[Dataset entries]
|---|

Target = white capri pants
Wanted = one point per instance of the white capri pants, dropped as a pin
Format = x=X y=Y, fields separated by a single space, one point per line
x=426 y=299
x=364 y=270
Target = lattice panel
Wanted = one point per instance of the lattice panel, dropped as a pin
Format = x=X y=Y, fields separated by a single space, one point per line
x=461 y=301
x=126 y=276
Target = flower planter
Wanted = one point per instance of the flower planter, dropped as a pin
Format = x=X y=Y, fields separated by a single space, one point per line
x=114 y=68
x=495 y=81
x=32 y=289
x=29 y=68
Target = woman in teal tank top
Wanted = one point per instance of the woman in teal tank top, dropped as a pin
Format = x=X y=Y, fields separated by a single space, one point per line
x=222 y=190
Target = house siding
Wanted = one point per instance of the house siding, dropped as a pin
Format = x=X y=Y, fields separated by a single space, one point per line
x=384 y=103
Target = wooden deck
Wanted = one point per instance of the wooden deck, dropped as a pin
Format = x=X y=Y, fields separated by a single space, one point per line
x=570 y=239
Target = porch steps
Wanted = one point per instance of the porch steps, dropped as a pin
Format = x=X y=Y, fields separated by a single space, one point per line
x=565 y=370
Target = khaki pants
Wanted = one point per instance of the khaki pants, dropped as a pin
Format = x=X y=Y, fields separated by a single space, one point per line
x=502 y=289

|---|

Each line from the one holding "Wanted = one point per instance of the porch" to the end of the entries is to be written out exactly. Skip every line before it.

▸ Task result:
Wanted = one point per instance of the porch steps, dropped as a pin
Format = x=X y=Y, fields separated by a single space, one point per line
x=565 y=370
Target = khaki pants
Wanted = one point per instance of the khaki pants, dropped as a pin
Format = x=X y=Y, fields separated by a single space, one point per line
x=502 y=289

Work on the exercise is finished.